**Given passage:**
◇ ◇ ◇ ◇ ◇ ◇ ◇
Oh yeah they have the rote program that they tell the kids what bullying is and that the kids should be kind and that is more or less where it ends . The kids are so cruel.
My son met his bully while playing for the junior basketball team. The kids on the team did not hit it off but one boy was really out to get my son.After the season was over , the boy went down on my son while my son was changing his clothing while another child stole his gym locker lock. --my son was devastated --but he was afraid to tell anyone and waited 2 days to tell anyone. the schools reaction was to tell the boys to keep away from each other. ( there is a charge of sexual harrassment in there) meanwhile while my son is covered by an individualized education plan the p.e. teacher told my son he could change his clothing in a closet. and the kid instructs his girlfriend to harrass my son--she made a pass at him! I complained and naturally she said my son misunderstand the girl --fast forward a few months and my son begins a new school year and the kid sneaks up on him and sits beside him saying to the teacher that he needed to move forward so he could see the board. I emailed the teacher as soon as my son told me --then i called the boys mother and she threatened to call the police if i ever called her again--all i did was tell her that i did not want her son to even look at my son. The school did the same thing again this year told the boys not to talk to each other.
the phys.ed teacher singles my son out and the boys in his class snicker and point fingers when a new skill is demonstrated. of course the school placed him with the basketball team for physical education.
I complained to the state i live in - the school defended its bullying program. they defended the list of allegations that i made and they accused me of violating ferpa laws with my complaint --my sons name was not even mentioned.
the local support groups are in favor of home schooling they say these kids internalize the garbage that goes on in school and bring it home to mom--say homeschool these kids . it is the only solution . but my son doesn't  understand and is not in favor of homeschooling.
◇ ◇ ◇ ◇ ◇ ◇ ◇
**Supplied material:**

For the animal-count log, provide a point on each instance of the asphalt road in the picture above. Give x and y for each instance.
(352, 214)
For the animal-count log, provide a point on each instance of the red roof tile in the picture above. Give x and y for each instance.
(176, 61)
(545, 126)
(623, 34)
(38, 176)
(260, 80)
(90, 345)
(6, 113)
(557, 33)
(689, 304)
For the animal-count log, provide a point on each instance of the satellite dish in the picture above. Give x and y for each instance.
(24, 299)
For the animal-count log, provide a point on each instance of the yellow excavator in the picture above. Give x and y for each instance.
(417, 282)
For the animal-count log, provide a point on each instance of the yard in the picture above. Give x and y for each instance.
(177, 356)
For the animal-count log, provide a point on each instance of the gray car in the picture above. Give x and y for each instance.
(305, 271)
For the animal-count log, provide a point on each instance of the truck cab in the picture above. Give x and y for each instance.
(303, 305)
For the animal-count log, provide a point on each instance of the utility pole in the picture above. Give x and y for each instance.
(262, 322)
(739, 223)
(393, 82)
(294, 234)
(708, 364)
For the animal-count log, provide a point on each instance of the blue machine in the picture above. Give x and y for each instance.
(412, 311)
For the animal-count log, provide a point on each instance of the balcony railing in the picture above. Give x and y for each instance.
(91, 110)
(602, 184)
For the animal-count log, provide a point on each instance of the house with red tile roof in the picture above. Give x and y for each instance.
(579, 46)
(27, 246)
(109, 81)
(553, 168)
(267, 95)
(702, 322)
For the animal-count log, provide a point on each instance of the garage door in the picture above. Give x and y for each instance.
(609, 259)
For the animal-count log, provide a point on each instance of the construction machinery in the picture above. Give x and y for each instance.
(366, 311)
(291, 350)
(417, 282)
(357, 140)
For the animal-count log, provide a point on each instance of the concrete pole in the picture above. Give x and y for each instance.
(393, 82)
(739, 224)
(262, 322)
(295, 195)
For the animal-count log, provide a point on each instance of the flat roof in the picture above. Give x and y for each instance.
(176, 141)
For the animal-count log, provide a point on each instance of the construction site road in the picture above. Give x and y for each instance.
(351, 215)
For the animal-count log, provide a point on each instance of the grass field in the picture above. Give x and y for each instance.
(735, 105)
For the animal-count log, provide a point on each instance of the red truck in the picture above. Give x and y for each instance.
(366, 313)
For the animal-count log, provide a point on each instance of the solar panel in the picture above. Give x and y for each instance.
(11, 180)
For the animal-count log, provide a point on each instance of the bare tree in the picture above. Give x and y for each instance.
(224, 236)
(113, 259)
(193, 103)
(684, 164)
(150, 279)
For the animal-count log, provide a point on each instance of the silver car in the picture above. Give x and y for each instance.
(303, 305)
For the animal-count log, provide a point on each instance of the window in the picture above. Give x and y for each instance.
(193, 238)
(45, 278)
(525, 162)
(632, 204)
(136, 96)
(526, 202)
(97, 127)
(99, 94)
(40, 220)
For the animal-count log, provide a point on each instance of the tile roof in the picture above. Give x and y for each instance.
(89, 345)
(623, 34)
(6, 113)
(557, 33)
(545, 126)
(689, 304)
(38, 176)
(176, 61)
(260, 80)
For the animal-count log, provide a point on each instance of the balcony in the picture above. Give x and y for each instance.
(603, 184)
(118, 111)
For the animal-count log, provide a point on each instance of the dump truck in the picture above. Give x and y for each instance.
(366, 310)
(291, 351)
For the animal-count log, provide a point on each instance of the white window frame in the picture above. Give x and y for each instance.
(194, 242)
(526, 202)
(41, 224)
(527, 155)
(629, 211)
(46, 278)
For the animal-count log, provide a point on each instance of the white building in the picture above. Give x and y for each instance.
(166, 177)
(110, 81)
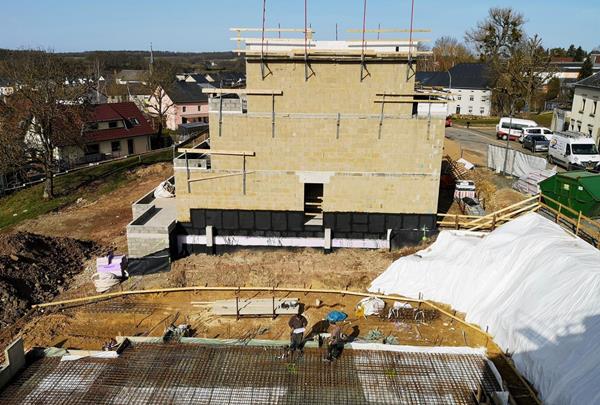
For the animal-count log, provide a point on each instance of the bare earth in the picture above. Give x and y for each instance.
(103, 221)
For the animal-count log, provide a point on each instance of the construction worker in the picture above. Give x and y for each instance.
(335, 345)
(297, 324)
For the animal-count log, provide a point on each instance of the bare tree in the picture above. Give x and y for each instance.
(499, 34)
(160, 80)
(448, 52)
(47, 110)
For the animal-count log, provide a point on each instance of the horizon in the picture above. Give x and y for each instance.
(133, 28)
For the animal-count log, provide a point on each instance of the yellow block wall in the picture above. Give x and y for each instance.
(397, 172)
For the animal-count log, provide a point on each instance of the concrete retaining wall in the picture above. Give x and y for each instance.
(15, 361)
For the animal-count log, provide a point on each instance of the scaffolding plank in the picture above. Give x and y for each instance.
(256, 307)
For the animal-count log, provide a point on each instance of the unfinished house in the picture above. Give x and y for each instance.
(328, 146)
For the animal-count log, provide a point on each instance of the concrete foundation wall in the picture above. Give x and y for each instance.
(15, 361)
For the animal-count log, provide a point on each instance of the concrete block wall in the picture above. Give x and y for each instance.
(333, 88)
(144, 238)
(14, 361)
(365, 167)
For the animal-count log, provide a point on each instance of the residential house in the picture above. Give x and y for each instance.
(312, 161)
(200, 79)
(114, 130)
(232, 80)
(183, 102)
(6, 88)
(585, 112)
(137, 93)
(468, 86)
(129, 76)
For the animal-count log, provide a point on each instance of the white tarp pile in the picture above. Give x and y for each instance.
(534, 285)
(164, 190)
(529, 183)
(518, 164)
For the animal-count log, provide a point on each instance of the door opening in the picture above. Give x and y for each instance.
(313, 204)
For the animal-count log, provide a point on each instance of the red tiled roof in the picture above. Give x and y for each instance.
(122, 112)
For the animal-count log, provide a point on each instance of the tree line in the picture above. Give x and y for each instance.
(520, 67)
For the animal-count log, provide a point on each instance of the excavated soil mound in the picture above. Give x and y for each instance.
(34, 268)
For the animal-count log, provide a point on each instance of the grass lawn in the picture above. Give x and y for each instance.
(86, 183)
(544, 119)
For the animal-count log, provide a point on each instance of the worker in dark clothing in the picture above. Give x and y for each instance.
(336, 343)
(298, 325)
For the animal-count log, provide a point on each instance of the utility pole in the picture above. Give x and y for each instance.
(151, 58)
(508, 137)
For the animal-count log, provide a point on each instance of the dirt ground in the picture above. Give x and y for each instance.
(34, 268)
(104, 220)
(495, 190)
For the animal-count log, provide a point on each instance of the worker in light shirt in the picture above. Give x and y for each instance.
(298, 325)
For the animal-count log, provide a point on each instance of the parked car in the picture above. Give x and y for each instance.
(512, 128)
(471, 206)
(536, 131)
(536, 143)
(573, 150)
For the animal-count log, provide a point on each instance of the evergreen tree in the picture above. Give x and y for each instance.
(586, 69)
◇ ◇ ◇ ◇ ◇ ◇ ◇
**Work to do:**
A - In the post about school bullying, what did the school accuse the parent of when the complaint went to the state?
B - Carry the post about school bullying forward from its final sentence.
The items play no part in these tasks.

**Answers for the exercise:**
A - The school accused the parent of violating FERPA laws with the complaint.

B -
This bullying sound quite alarming to me ( if going down on him means what I think it does ) but I think homeschooling would be a mistake as would hitting the other child involved. Children need to learn how to look after themselves in preperation for adult life. Bullying is never nice especially if you have AS but it is a reality of life and running away from it will only store up problems in the future. Also in my experience it is often possible for the children concerned to sort the issues out themselves, eventally.

indeed- trenchies make you look bigger, so you become less of a target.

me, i prefer a more...active deterrent...
I know of a boy who kept a poisonous snake in his locker. It let him handle it without biting but scared the cr.. out of anyone who tried to interfere with his stuff.
It was a brown snake and brown snakes are poisonous.
well....I would say THAT counts as an active deterrent....
I think you get that in most schools. They forget that not all parents can attend PTA meetings. I've seen it happen quite often that kids whose parents are active in the PTA get to be prefects and get more academic awards and better treatment than the other kids. It's all about interpersonal politics.

DW_a_mom Wrote:
I have to agree that some teachers may give preference to kids or parents who are active in the PTA, but I don't want to assume it's political.  I think it's more about presence and access.  I'm very active with our PTA, and I'm room parent for my daughter's class, and the simple fact is that everyone at the school knows our family better as a result.  

They know what our concerns are, they know how we think, and they know we'll be fair.  And I'm around to be vocal in support of my kids, while knowing how to phrase it in a positive way.  

Other parents may not have the information and access - not because anyone wants to deny it to them, but because they just don't have the communication.  As a room parent, I work to give every family in the class that communication, but it can be difficult.  The world helps those who help themselves.  That's a life lesson.

OKay, but what about the more than 50% of families where both parents work? They are less likely to be able to spare the time to get heavily involved in PTA.

I can also show how it gets political. Mum and dad had seven children. Anyway, when I was in primary school, mum decided to get involved in the Parents & Friends (same as PTA). When she offered to help, she was told they didn't need help. Then the same people turned around and whinged that nobody wanted to help.

Since mum had to make a fair amount of sacrifice to even get to the meetings (dad not being used to looking after the kids on his own), she became disillusioned and disengaged.

I'd have liked to help more at my daughter's schools but have had to work full time since I was in my early 20's. I went to a few events but feel sorry that I didn't go to more.

It's just important to realise that not all parents who don't get involved in school activities are apathetic - there might be good reasons for them not to be there.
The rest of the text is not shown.